BEGIN

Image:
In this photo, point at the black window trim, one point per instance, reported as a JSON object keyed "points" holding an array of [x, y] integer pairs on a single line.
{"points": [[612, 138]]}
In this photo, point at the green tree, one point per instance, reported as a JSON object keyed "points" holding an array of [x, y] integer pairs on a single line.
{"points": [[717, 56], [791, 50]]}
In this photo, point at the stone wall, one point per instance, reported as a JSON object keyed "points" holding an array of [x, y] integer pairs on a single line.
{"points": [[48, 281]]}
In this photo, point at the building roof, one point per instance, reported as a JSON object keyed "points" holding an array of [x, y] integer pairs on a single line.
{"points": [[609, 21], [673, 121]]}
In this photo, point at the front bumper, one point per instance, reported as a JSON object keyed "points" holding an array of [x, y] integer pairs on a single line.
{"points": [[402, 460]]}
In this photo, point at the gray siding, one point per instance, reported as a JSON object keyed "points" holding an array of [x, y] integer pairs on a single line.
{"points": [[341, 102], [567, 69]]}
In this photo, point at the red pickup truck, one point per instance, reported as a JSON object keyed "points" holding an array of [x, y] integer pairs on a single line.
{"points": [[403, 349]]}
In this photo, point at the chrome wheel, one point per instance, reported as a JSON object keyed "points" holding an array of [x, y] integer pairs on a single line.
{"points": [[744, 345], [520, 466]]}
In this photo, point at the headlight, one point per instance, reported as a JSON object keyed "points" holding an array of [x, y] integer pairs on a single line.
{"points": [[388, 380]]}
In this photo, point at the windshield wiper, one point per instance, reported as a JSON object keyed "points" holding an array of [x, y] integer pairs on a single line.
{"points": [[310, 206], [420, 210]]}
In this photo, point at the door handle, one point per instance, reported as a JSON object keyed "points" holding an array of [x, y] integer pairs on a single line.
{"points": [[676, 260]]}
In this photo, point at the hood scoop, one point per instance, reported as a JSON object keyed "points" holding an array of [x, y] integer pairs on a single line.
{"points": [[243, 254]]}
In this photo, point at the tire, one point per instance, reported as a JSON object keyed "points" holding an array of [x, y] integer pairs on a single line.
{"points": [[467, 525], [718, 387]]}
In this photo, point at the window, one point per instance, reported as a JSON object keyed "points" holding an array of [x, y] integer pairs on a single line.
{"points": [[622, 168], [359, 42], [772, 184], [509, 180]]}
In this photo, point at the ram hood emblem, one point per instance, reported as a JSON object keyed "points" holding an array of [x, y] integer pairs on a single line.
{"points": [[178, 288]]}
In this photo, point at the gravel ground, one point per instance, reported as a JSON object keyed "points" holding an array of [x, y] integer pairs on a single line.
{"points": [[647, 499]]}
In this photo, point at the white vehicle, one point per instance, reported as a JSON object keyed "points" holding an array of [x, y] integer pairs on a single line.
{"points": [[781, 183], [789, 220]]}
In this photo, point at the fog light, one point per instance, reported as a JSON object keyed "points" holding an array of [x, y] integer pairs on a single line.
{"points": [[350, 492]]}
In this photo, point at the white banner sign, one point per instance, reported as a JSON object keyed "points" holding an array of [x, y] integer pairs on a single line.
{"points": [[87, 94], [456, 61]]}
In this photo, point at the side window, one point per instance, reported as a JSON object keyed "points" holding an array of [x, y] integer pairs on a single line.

END

### Directions
Give back the material above in its entirety, with every word intact.

### Final answer
Image:
In this photo, point at the black window trim, one point per instance, reported as a JSON object keyed "points" holding an array of [x, y] integer pairs on a single line.
{"points": [[612, 138]]}
In this photo, point at the green tree, one point per instance, reported as a JSON object keyed "points" holding an array of [x, y] integer pairs on a single line.
{"points": [[717, 56], [791, 50]]}
In this photo, point at the stone wall, one point per instance, reported as a JSON object keyed "points" holding an array of [x, y] integer pairs on a single line.
{"points": [[48, 281]]}
In this photo, point at the building roof, one point per instance, reported as a JSON object keyed "points" holding an array of [x, y] integer pairs on a single line.
{"points": [[609, 21], [673, 121]]}
In this photo, point at the front bumper, one point per instance, reported as a JSON object keyed "points" holding an array of [x, y] integer pairs on a single line.
{"points": [[402, 460]]}
In this photo, point at the gray siding, one point per instance, reported as a JSON object keyed "points" holding an array of [x, y] integer pairs on a single line.
{"points": [[341, 102], [567, 69]]}
In this photo, point at the red pickup truck, one point per instance, reported as a JSON object keyed "points" holding an array of [x, y] integer pairs on a single line.
{"points": [[403, 349]]}
In this photo, point at the chrome wheel, one point per instance, reported as a JSON object keyed "points" holding an array of [x, y] integer pairs on a single line.
{"points": [[744, 345], [520, 466]]}
In this photo, point at the headlight, one point per instance, reported as a JSON object keyed "points" holding an array of [x, y] integer pairs on a single line.
{"points": [[388, 380]]}
In this photo, point at the windshield wiper, one point per instance, reported as a JSON object keyed "points" holding an array of [x, y] integer pairs on a single line.
{"points": [[310, 206], [420, 210]]}
In this photo, point at the door handle, one point per instance, reported as a JSON object keyed "points" holding an array of [x, y] integer pairs on a single line.
{"points": [[676, 260]]}
In this photo, point at the hood scoop, one point per instance, reported as a JSON object keyed "points" holding an array of [x, y] integer pairs on a single line.
{"points": [[243, 254]]}
In this photo, point at the tire, one point per instance, reported as a JSON object keyed "points" holding an array of [x, y] integer pairs on a single line.
{"points": [[467, 525], [718, 387]]}
In this photo, point at the window, one point per instance, reported as a JSON object keyed "points" holding an array of [x, y] integer pairs on a single line.
{"points": [[622, 168], [359, 42], [772, 184], [509, 180]]}
In this photo, point at the ram hood emblem, one point per instance, reported as a JSON object keyed "points" holding an array of [x, y] integer pairs on a single line.
{"points": [[178, 288]]}
In this photo, point at the gravel ground, one point per instance, reported as a JSON object keyed "points" holding an array of [x, y] integer pairs on a single line.
{"points": [[647, 499]]}
In this photo, point at the white vehicle, one point per instance, reported as a JSON object keyed "points" holding an array of [x, y] integer pairs on a single line.
{"points": [[781, 183], [789, 220]]}
In this photo, point at the fog light, one point per instance, reported as a JSON object keyed "points" holding an array of [x, y] integer pairs on a single line.
{"points": [[350, 492]]}
In this photo, point at the white banner sign, one point per instance, reported as a JSON object keyed "points" holding an array of [x, y] integer pairs on a single line.
{"points": [[87, 94], [456, 61]]}
In this photo, point at the side window, one point per instance, reported as a JSON object keyed "points" holding an array of [x, y] integer pairs on a single line.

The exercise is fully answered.